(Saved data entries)
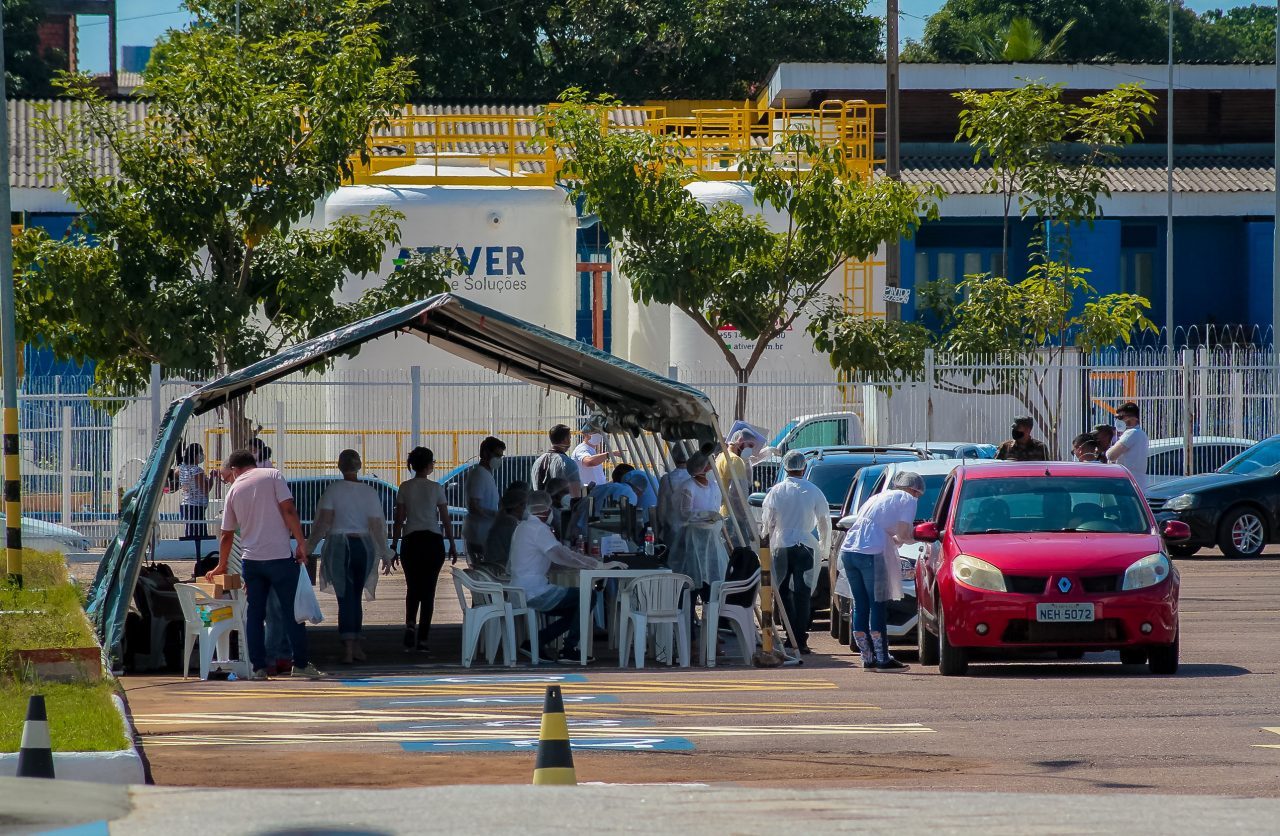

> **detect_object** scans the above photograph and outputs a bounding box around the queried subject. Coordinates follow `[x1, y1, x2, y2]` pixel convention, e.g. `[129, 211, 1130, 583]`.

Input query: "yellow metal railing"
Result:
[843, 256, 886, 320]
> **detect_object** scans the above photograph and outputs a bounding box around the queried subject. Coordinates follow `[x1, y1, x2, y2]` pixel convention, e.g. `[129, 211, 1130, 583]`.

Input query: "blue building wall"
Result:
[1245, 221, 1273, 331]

_Description of the task:_
With the images left out, output all the entries above exactly.

_Answer to this problem:_
> **detect_object** scans the above photograph and outputs a bounding box around the queried subject. Coordinates follow `[x1, y1, x2, y2]` pixel convention, e.g. `[129, 211, 1130, 583]`.

Input query: "yellow metal railing"
Result:
[843, 256, 886, 320]
> **detect_object** scans the above photograph and outputs a bounding box around the queried subject. Coordinates follow `[x1, y1, x2, y2]` pixel convention, e.g. `[129, 211, 1130, 583]`.

Input query: "blue building wall"
Result:
[1245, 221, 1273, 331]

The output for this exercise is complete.